DATA SUPPLIED:
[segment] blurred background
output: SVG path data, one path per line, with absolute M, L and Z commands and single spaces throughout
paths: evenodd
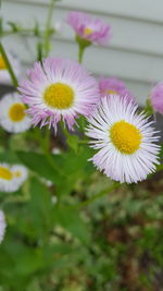
M 38 21 L 45 25 L 48 0 L 4 0 L 5 22 L 20 22 L 26 27 Z M 74 32 L 65 24 L 71 10 L 80 10 L 101 17 L 112 26 L 108 47 L 92 46 L 86 50 L 84 64 L 96 75 L 116 76 L 143 105 L 151 87 L 163 78 L 163 1 L 162 0 L 62 0 L 55 3 L 51 54 L 76 59 Z M 7 27 L 8 28 L 8 27 Z M 34 37 L 9 36 L 7 47 L 26 65 L 36 59 Z

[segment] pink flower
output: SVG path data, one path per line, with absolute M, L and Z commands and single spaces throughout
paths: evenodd
M 74 28 L 76 35 L 90 43 L 105 46 L 111 38 L 110 25 L 99 19 L 92 19 L 89 14 L 72 11 L 67 23 Z
M 151 104 L 155 111 L 163 114 L 163 82 L 151 90 Z
M 62 119 L 73 130 L 77 116 L 89 116 L 99 101 L 96 80 L 72 60 L 47 58 L 27 74 L 18 89 L 35 125 L 49 124 L 57 132 Z
M 101 97 L 104 97 L 106 95 L 118 95 L 120 97 L 126 97 L 128 101 L 135 100 L 133 94 L 127 89 L 125 84 L 117 78 L 101 77 L 99 81 L 99 88 Z

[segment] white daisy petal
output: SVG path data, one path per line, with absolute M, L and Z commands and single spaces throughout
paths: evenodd
M 137 105 L 124 97 L 103 97 L 89 117 L 87 136 L 90 146 L 99 151 L 91 158 L 93 165 L 108 177 L 121 183 L 137 183 L 155 171 L 160 146 L 153 122 L 145 113 L 136 113 Z

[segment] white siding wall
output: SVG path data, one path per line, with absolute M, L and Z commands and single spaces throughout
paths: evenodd
M 26 26 L 46 22 L 49 0 L 3 0 L 5 21 L 18 21 Z M 55 36 L 51 54 L 76 59 L 74 34 L 65 24 L 71 10 L 82 10 L 102 17 L 112 26 L 113 37 L 105 48 L 92 46 L 85 54 L 85 65 L 97 75 L 124 80 L 145 102 L 151 86 L 163 80 L 163 1 L 162 0 L 62 0 L 57 3 L 53 23 L 62 21 L 63 33 Z M 23 40 L 23 41 L 22 41 Z M 5 37 L 24 62 L 34 60 L 35 39 Z

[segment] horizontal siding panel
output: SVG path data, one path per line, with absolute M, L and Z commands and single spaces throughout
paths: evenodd
M 13 41 L 14 41 L 14 51 L 16 51 L 17 56 L 21 56 L 21 60 L 23 63 L 23 75 L 25 75 L 25 71 L 26 69 L 30 68 L 30 65 L 33 64 L 34 60 L 35 60 L 35 41 L 34 39 L 26 39 L 26 38 L 21 38 L 16 37 L 16 38 L 5 38 L 4 45 L 5 47 L 8 47 L 9 50 L 13 49 Z M 123 80 L 126 85 L 128 86 L 128 88 L 134 93 L 134 95 L 136 96 L 138 102 L 140 105 L 143 105 L 146 102 L 146 98 L 149 94 L 149 90 L 152 87 L 152 83 L 151 82 L 142 82 L 141 80 L 136 80 L 135 77 L 131 78 L 131 74 L 127 75 L 126 73 L 123 73 L 123 66 L 122 66 L 122 62 L 124 60 L 123 56 L 120 54 L 120 59 L 121 59 L 121 63 L 118 65 L 122 66 L 122 71 L 117 70 L 118 65 L 116 63 L 113 63 L 111 61 L 112 58 L 112 53 L 110 53 L 110 51 L 106 54 L 103 56 L 102 60 L 101 57 L 97 56 L 97 59 L 100 58 L 100 66 L 99 63 L 97 64 L 97 62 L 95 62 L 93 58 L 91 58 L 91 56 L 93 53 L 97 53 L 97 48 L 93 48 L 93 50 L 91 50 L 92 48 L 88 49 L 88 51 L 86 52 L 85 56 L 85 61 L 84 64 L 85 66 L 90 71 L 93 72 L 93 74 L 99 77 L 100 75 L 103 76 L 116 76 L 121 80 Z M 118 53 L 117 53 L 118 54 Z M 64 44 L 63 41 L 60 40 L 55 40 L 53 43 L 53 47 L 52 47 L 52 51 L 51 51 L 51 56 L 54 57 L 65 57 L 65 58 L 71 58 L 71 59 L 76 59 L 77 56 L 77 48 L 74 44 Z M 115 56 L 114 56 L 115 58 Z M 105 65 L 106 64 L 106 65 Z M 104 69 L 104 68 L 105 69 Z M 125 71 L 125 68 L 124 68 Z
M 5 0 L 7 2 L 46 4 L 48 0 Z M 142 21 L 163 23 L 162 0 L 62 0 L 58 7 L 101 14 L 115 14 Z
M 23 41 L 24 40 L 24 41 Z M 5 38 L 5 44 L 14 49 L 22 60 L 35 59 L 35 43 L 28 38 Z M 14 43 L 14 46 L 13 46 Z M 29 51 L 29 48 L 32 51 Z M 52 56 L 77 59 L 77 46 L 74 43 L 54 39 L 52 43 Z M 96 57 L 95 57 L 96 56 Z M 98 61 L 97 61 L 98 60 Z M 138 82 L 153 83 L 163 76 L 163 59 L 130 52 L 113 50 L 111 48 L 90 47 L 86 50 L 85 65 L 96 74 L 114 75 Z
M 18 21 L 24 25 L 32 25 L 34 20 L 43 24 L 47 10 L 45 7 L 34 7 L 30 4 L 8 3 L 3 4 L 2 13 L 7 21 Z M 73 29 L 65 24 L 67 11 L 62 9 L 54 10 L 54 21 L 64 23 L 62 37 L 73 39 Z M 111 48 L 121 48 L 138 51 L 140 53 L 159 54 L 163 57 L 163 27 L 156 24 L 139 23 L 138 21 L 125 20 L 121 17 L 103 16 L 103 21 L 112 26 Z M 158 41 L 158 39 L 160 41 Z
M 18 21 L 30 26 L 37 20 L 46 22 L 48 0 L 5 0 L 2 14 L 5 21 Z M 158 3 L 158 4 L 156 4 Z M 40 5 L 38 5 L 40 4 Z M 54 36 L 52 56 L 76 59 L 74 34 L 65 24 L 70 10 L 83 10 L 110 23 L 113 37 L 110 46 L 87 49 L 84 64 L 96 75 L 116 76 L 124 80 L 140 104 L 155 82 L 163 76 L 163 1 L 161 0 L 62 0 L 54 10 L 53 24 L 62 21 L 61 36 Z M 141 20 L 141 21 L 138 21 Z M 4 45 L 20 56 L 28 66 L 35 60 L 35 39 L 10 36 Z

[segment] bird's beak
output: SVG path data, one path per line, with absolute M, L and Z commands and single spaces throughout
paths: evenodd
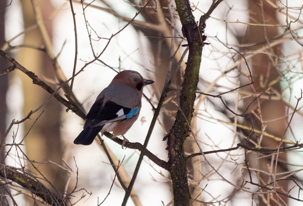
M 143 81 L 143 84 L 145 85 L 146 85 L 147 84 L 151 84 L 153 83 L 153 82 L 154 82 L 154 81 L 153 81 L 152 80 L 149 80 L 149 79 L 144 79 L 144 81 Z

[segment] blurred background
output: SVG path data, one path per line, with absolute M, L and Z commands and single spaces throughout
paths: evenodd
M 198 21 L 213 1 L 190 2 Z M 157 107 L 167 77 L 171 79 L 147 147 L 167 161 L 163 139 L 174 122 L 188 55 L 174 1 L 0 4 L 1 49 L 85 113 L 117 72 L 134 70 L 155 81 L 144 89 L 140 116 L 125 134 L 131 142 L 144 142 L 154 115 L 150 103 Z M 302 143 L 302 2 L 295 0 L 227 0 L 207 21 L 191 126 L 197 139 L 190 134 L 186 154 L 199 152 L 197 143 L 204 152 L 239 143 L 256 149 L 191 158 L 192 205 L 303 206 L 302 150 L 277 152 Z M 11 65 L 0 61 L 1 70 Z M 99 141 L 73 143 L 83 119 L 17 70 L 0 76 L 0 95 L 1 165 L 28 172 L 68 198 L 69 205 L 121 204 L 124 190 Z M 129 181 L 139 152 L 102 138 Z M 269 148 L 275 152 L 261 150 Z M 7 180 L 2 177 L 1 205 L 45 205 L 24 190 L 4 187 Z M 127 205 L 172 205 L 171 190 L 169 173 L 144 158 Z

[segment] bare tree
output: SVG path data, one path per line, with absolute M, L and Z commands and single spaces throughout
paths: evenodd
M 99 183 L 99 179 L 110 183 L 108 187 L 103 182 L 98 185 L 100 188 L 106 185 L 107 191 L 104 198 L 98 197 L 98 205 L 106 204 L 116 193 L 116 185 L 123 191 L 123 197 L 119 201 L 121 205 L 126 206 L 130 200 L 135 205 L 143 205 L 140 193 L 148 188 L 138 190 L 136 184 L 146 162 L 170 189 L 167 200 L 164 201 L 163 197 L 153 197 L 159 204 L 162 201 L 163 205 L 232 205 L 242 201 L 249 205 L 284 206 L 289 205 L 290 200 L 303 202 L 300 194 L 302 181 L 298 176 L 302 166 L 292 163 L 297 167 L 292 169 L 287 157 L 303 147 L 293 127 L 295 120 L 302 120 L 303 116 L 300 107 L 302 92 L 299 95 L 293 93 L 293 85 L 302 75 L 302 66 L 298 66 L 302 65 L 299 63 L 303 51 L 299 35 L 302 7 L 290 6 L 290 1 L 283 4 L 265 0 L 248 0 L 246 9 L 234 8 L 236 4 L 231 0 L 210 1 L 207 6 L 200 6 L 187 0 L 139 3 L 70 0 L 53 12 L 48 1 L 31 0 L 30 4 L 24 1 L 24 42 L 21 46 L 14 47 L 11 44 L 14 39 L 7 40 L 0 50 L 1 59 L 11 65 L 1 68 L 0 76 L 7 77 L 18 70 L 28 82 L 24 85 L 24 95 L 28 99 L 26 98 L 23 119 L 13 120 L 5 134 L 1 135 L 3 139 L 13 140 L 9 144 L 2 143 L 1 147 L 7 151 L 3 157 L 12 156 L 10 150 L 13 148 L 17 151 L 15 155 L 17 166 L 2 162 L 0 168 L 1 184 L 8 187 L 5 190 L 8 202 L 17 205 L 13 194 L 16 191 L 35 204 L 81 204 L 92 195 L 90 189 L 83 186 L 90 188 L 85 184 L 92 178 L 94 183 Z M 129 8 L 130 12 L 125 14 L 116 3 L 124 4 L 122 6 Z M 60 58 L 66 49 L 66 42 L 56 54 L 51 44 L 51 29 L 47 32 L 47 29 L 54 14 L 67 9 L 72 19 L 75 47 L 73 55 L 68 56 L 74 66 L 70 65 L 64 73 Z M 247 14 L 248 21 L 235 20 L 236 17 L 228 16 L 239 11 Z M 111 29 L 107 24 L 110 23 L 106 21 L 110 21 L 109 19 L 98 18 L 106 25 L 101 29 L 100 22 L 96 23 L 91 16 L 101 13 L 119 19 L 117 28 L 109 36 L 106 34 L 107 30 Z M 285 22 L 279 20 L 278 16 Z M 225 32 L 216 29 L 215 22 L 225 24 Z M 83 41 L 79 36 L 83 33 L 78 28 L 83 25 L 81 28 L 85 28 L 84 39 L 90 48 L 89 54 L 85 55 L 89 57 L 80 54 L 84 48 L 79 46 Z M 243 35 L 236 33 L 233 25 L 243 26 L 246 32 Z M 129 39 L 139 40 L 140 51 L 140 59 L 132 62 L 139 65 L 145 75 L 156 82 L 153 91 L 145 96 L 152 117 L 142 143 L 131 141 L 125 144 L 126 151 L 134 154 L 130 156 L 137 158 L 131 166 L 125 162 L 127 156 L 119 158 L 111 143 L 99 136 L 97 151 L 100 154 L 102 151 L 108 164 L 103 160 L 100 163 L 97 159 L 94 162 L 98 164 L 93 164 L 107 166 L 107 169 L 100 172 L 94 167 L 93 171 L 87 171 L 83 175 L 78 171 L 82 168 L 77 159 L 69 154 L 63 155 L 61 143 L 69 139 L 63 140 L 61 134 L 74 133 L 73 131 L 61 133 L 61 121 L 66 115 L 85 119 L 85 112 L 79 103 L 82 101 L 75 96 L 78 91 L 75 88 L 81 81 L 87 93 L 85 98 L 89 97 L 86 91 L 89 87 L 84 85 L 89 83 L 83 83 L 81 78 L 83 74 L 94 72 L 91 66 L 97 66 L 104 74 L 110 75 L 129 68 L 124 66 L 124 57 L 121 56 L 131 59 L 131 51 L 121 48 L 119 51 L 114 51 L 119 53 L 119 58 L 113 61 L 107 59 L 106 52 L 111 51 L 114 55 L 110 47 L 121 36 L 125 38 L 126 30 L 131 27 L 137 36 Z M 284 29 L 283 32 L 279 31 L 281 28 Z M 211 35 L 208 30 L 215 31 L 218 35 Z M 233 38 L 232 42 L 229 35 Z M 124 41 L 128 41 L 128 38 Z M 284 43 L 299 47 L 295 52 L 287 54 Z M 20 56 L 13 58 L 9 49 L 17 49 Z M 25 49 L 28 51 L 24 51 Z M 49 67 L 43 63 L 31 64 L 42 59 Z M 43 71 L 42 68 L 48 68 Z M 215 78 L 207 74 L 212 72 Z M 298 78 L 288 77 L 293 73 Z M 287 82 L 287 86 L 282 87 L 283 82 Z M 91 87 L 95 86 L 91 84 Z M 286 93 L 296 97 L 294 105 L 285 98 Z M 31 105 L 37 99 L 35 96 L 42 100 Z M 86 104 L 83 107 L 86 108 Z M 61 112 L 63 110 L 67 113 Z M 146 120 L 142 117 L 143 125 Z M 21 124 L 25 127 L 20 142 L 14 136 L 7 136 L 13 129 L 12 126 Z M 157 127 L 162 130 L 157 131 Z M 75 126 L 66 128 L 74 130 Z M 44 129 L 50 130 L 50 134 Z M 43 132 L 35 138 L 36 130 Z M 155 132 L 158 132 L 158 136 Z M 159 134 L 162 134 L 160 137 Z M 112 138 L 107 132 L 104 135 L 115 144 L 122 144 L 119 137 Z M 32 138 L 33 143 L 28 142 Z M 40 141 L 42 144 L 36 144 Z M 152 141 L 159 144 L 155 149 L 150 147 Z M 20 147 L 23 144 L 33 148 L 27 147 L 26 151 L 23 151 Z M 82 150 L 81 153 L 90 150 L 71 146 L 69 143 L 64 147 L 66 153 L 76 149 Z M 40 156 L 32 156 L 31 152 L 37 149 Z M 165 157 L 159 155 L 157 150 L 161 150 Z M 44 153 L 45 156 L 42 155 Z M 48 169 L 45 170 L 44 167 Z M 109 181 L 105 177 L 109 176 L 108 173 L 112 174 Z M 98 177 L 91 177 L 96 174 Z M 66 179 L 68 175 L 70 178 Z

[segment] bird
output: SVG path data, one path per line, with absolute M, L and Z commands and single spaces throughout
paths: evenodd
M 119 72 L 98 95 L 86 116 L 82 132 L 74 141 L 90 145 L 99 132 L 122 135 L 122 147 L 128 142 L 124 134 L 139 116 L 144 86 L 154 82 L 133 70 Z

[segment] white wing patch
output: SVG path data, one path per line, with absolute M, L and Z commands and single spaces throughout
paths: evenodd
M 124 111 L 123 111 L 123 109 L 121 108 L 120 110 L 118 111 L 118 112 L 116 113 L 118 115 L 118 117 L 121 116 L 122 115 L 124 115 Z

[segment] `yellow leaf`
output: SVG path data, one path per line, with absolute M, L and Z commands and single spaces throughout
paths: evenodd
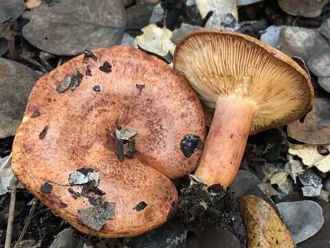
M 253 195 L 241 197 L 241 214 L 245 225 L 248 248 L 294 248 L 285 225 L 264 200 Z

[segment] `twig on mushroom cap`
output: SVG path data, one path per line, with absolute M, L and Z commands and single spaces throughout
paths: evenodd
M 249 134 L 298 119 L 311 105 L 309 77 L 295 61 L 237 32 L 188 34 L 176 46 L 173 68 L 187 78 L 205 109 L 215 108 L 195 172 L 209 186 L 230 184 Z
M 30 209 L 29 215 L 28 216 L 28 218 L 25 222 L 25 225 L 24 225 L 24 227 L 23 228 L 22 232 L 19 235 L 19 238 L 17 242 L 15 244 L 14 248 L 19 248 L 21 244 L 21 241 L 22 241 L 23 238 L 24 238 L 24 234 L 25 234 L 26 230 L 28 230 L 28 227 L 29 227 L 30 223 L 32 219 L 32 214 L 34 212 L 34 209 L 36 209 L 36 205 L 38 203 L 38 198 L 34 198 L 33 200 L 32 205 L 31 206 L 31 209 Z

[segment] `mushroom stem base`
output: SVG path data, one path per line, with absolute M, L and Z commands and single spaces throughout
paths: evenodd
M 248 100 L 218 100 L 203 154 L 195 175 L 208 186 L 227 187 L 239 170 L 255 113 Z

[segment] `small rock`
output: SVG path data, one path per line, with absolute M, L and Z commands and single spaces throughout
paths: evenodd
M 270 178 L 270 185 L 277 185 L 280 189 L 285 194 L 289 194 L 292 192 L 292 180 L 287 177 L 287 172 L 280 172 L 275 173 Z
M 149 24 L 149 19 L 155 3 L 138 4 L 126 10 L 126 28 L 140 30 Z M 141 34 L 140 31 L 128 30 L 127 33 L 133 37 Z
M 329 203 L 330 200 L 330 192 L 321 189 L 320 196 L 318 196 L 318 198 L 320 200 L 323 200 L 324 201 L 326 201 L 327 203 Z
M 318 28 L 318 32 L 330 41 L 330 18 L 328 18 Z
M 294 156 L 291 154 L 287 154 L 287 156 L 289 162 L 287 162 L 284 169 L 287 172 L 294 180 L 294 183 L 297 183 L 296 176 L 298 174 L 302 174 L 305 172 L 305 169 L 301 164 L 301 162 L 294 159 Z
M 330 192 L 330 178 L 327 179 L 325 181 L 324 189 Z
M 258 3 L 263 0 L 236 0 L 236 4 L 237 6 L 243 6 L 245 5 Z
M 301 188 L 302 195 L 305 196 L 318 196 L 320 195 L 323 187 L 322 179 L 311 169 L 308 169 L 298 177 L 301 183 L 304 185 Z
M 287 14 L 305 17 L 316 17 L 329 0 L 278 0 L 279 6 Z
M 277 196 L 278 192 L 275 190 L 269 183 L 259 183 L 258 187 L 270 198 L 273 196 Z
M 0 56 L 7 52 L 8 50 L 8 42 L 6 39 L 0 38 Z
M 175 44 L 177 44 L 186 35 L 201 29 L 203 29 L 201 27 L 182 23 L 180 28 L 177 28 L 173 31 L 170 40 Z
M 142 235 L 126 238 L 124 243 L 132 248 L 179 248 L 186 243 L 187 233 L 182 222 L 173 220 Z
M 153 10 L 149 19 L 149 24 L 154 24 L 162 21 L 164 19 L 164 13 L 165 11 L 162 7 L 162 5 L 160 3 L 156 4 L 156 6 L 153 7 Z
M 314 55 L 314 48 L 328 47 L 326 39 L 315 30 L 287 26 L 280 31 L 278 48 L 290 56 L 298 56 L 307 61 Z
M 131 37 L 131 35 L 129 35 L 126 32 L 124 33 L 120 45 L 133 46 L 133 43 L 134 43 L 134 37 Z
M 205 25 L 206 28 L 221 28 L 221 23 L 228 14 L 231 14 L 239 21 L 239 14 L 235 0 L 196 0 L 196 5 L 201 18 L 205 18 L 210 11 L 213 14 Z
M 295 244 L 311 237 L 323 225 L 322 209 L 313 200 L 280 203 L 276 207 Z
M 248 189 L 260 183 L 261 181 L 256 176 L 245 170 L 240 169 L 229 188 L 233 193 L 232 197 L 238 198 L 243 196 Z
M 82 240 L 72 236 L 74 229 L 65 229 L 55 238 L 50 248 L 82 248 Z
M 260 37 L 260 40 L 274 48 L 277 48 L 277 42 L 282 28 L 283 28 L 283 26 L 269 26 L 265 30 L 265 32 Z
M 328 93 L 330 93 L 330 77 L 319 77 L 318 84 Z
M 308 144 L 330 144 L 330 99 L 315 97 L 313 110 L 307 114 L 303 123 L 296 121 L 289 124 L 287 135 Z
M 0 138 L 3 138 L 15 134 L 38 75 L 26 65 L 2 58 L 0 68 Z
M 330 46 L 329 50 L 322 50 L 308 60 L 309 70 L 318 76 L 330 76 L 329 65 L 330 64 Z

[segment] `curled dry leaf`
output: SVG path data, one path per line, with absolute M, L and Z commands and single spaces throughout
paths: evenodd
M 253 195 L 241 197 L 241 214 L 245 225 L 248 248 L 295 247 L 285 225 L 263 199 Z
M 137 37 L 134 40 L 134 47 L 138 45 L 149 52 L 160 56 L 166 55 L 168 51 L 173 54 L 175 45 L 170 41 L 172 31 L 163 28 L 158 28 L 155 24 L 150 24 L 142 28 L 143 34 Z
M 32 9 L 38 7 L 43 2 L 42 0 L 27 0 L 25 1 L 26 8 Z

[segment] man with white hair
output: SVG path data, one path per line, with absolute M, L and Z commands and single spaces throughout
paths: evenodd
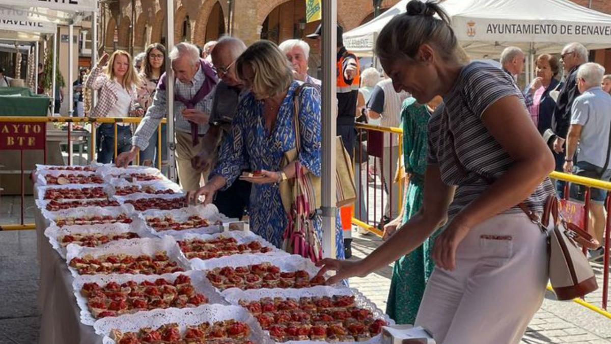
M 174 125 L 178 179 L 183 190 L 195 190 L 199 189 L 202 176 L 205 179 L 206 176 L 203 171 L 193 168 L 191 160 L 203 147 L 201 138 L 208 129 L 207 114 L 210 113 L 212 103 L 211 97 L 208 95 L 218 83 L 218 79 L 212 65 L 200 58 L 199 50 L 192 44 L 177 44 L 169 57 L 175 77 Z M 118 166 L 127 165 L 138 151 L 148 146 L 149 139 L 167 112 L 166 79 L 164 73 L 157 85 L 153 105 L 134 133 L 131 150 L 117 157 Z
M 582 94 L 575 99 L 571 108 L 564 171 L 606 181 L 611 179 L 611 95 L 601 87 L 604 73 L 604 67 L 593 62 L 582 64 L 577 70 L 577 87 Z M 574 166 L 576 151 L 577 163 Z M 583 201 L 585 188 L 574 184 L 571 187 L 571 196 Z M 588 227 L 599 242 L 602 242 L 605 230 L 606 194 L 606 192 L 595 188 L 590 194 L 591 221 Z M 599 249 L 591 251 L 589 255 L 596 258 L 602 253 Z
M 524 61 L 526 55 L 522 49 L 517 47 L 508 47 L 500 54 L 500 64 L 503 70 L 509 74 L 514 80 L 518 80 L 518 76 L 524 70 Z
M 301 39 L 287 39 L 278 46 L 287 56 L 293 67 L 295 80 L 310 84 L 320 92 L 323 83 L 307 73 L 307 62 L 310 58 L 310 45 Z
M 557 137 L 554 142 L 554 150 L 557 153 L 564 151 L 563 145 L 569 129 L 573 103 L 581 94 L 577 85 L 577 70 L 579 66 L 588 62 L 588 50 L 580 43 L 569 43 L 562 48 L 560 53 L 564 69 L 564 86 L 560 89 L 554 111 L 554 132 Z
M 246 50 L 246 45 L 240 39 L 225 36 L 219 40 L 210 54 L 213 68 L 221 81 L 211 93 L 210 129 L 202 138 L 203 149 L 191 159 L 191 165 L 196 170 L 207 172 L 213 167 L 223 134 L 232 130 L 238 105 L 248 92 L 244 83 L 238 78 L 235 67 L 236 60 Z M 240 219 L 248 208 L 251 188 L 251 183 L 236 180 L 226 190 L 218 191 L 213 203 L 222 214 Z

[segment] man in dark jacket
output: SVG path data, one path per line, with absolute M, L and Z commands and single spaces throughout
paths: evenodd
M 558 94 L 556 108 L 552 119 L 552 129 L 556 134 L 552 149 L 556 158 L 556 171 L 562 172 L 565 164 L 565 141 L 570 125 L 573 102 L 581 93 L 577 86 L 577 70 L 588 62 L 588 50 L 580 43 L 569 43 L 560 54 L 565 70 L 565 84 Z M 560 196 L 564 195 L 565 182 L 556 182 Z

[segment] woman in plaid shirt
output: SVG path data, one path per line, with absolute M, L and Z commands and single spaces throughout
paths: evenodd
M 106 63 L 108 66 L 104 67 Z M 104 53 L 91 71 L 85 87 L 98 91 L 98 103 L 92 117 L 142 116 L 144 110 L 137 101 L 136 88 L 140 78 L 126 51 L 117 50 L 109 57 Z M 98 127 L 98 162 L 114 161 L 114 126 L 104 123 Z M 131 148 L 131 129 L 128 123 L 117 123 L 117 154 Z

SHORT TASK:
Reproduce the stretch of the material from the line containing "[segment] pink flower" through the line containing "M 62 119 L 73", keeping every character unchanged.

RESPONSE BELOW:
[segment] pink flower
output: SVG path data, one path per line, with absolute M, L and Z commands and single spaces throughout
paths: evenodd
M 74 28 L 76 35 L 90 43 L 105 46 L 111 38 L 110 25 L 99 19 L 92 19 L 89 14 L 72 11 L 67 23 Z
M 151 104 L 155 111 L 163 114 L 163 82 L 151 90 Z
M 62 119 L 73 130 L 77 116 L 89 116 L 99 101 L 96 80 L 72 60 L 47 58 L 27 74 L 18 89 L 35 125 L 49 124 L 57 132 Z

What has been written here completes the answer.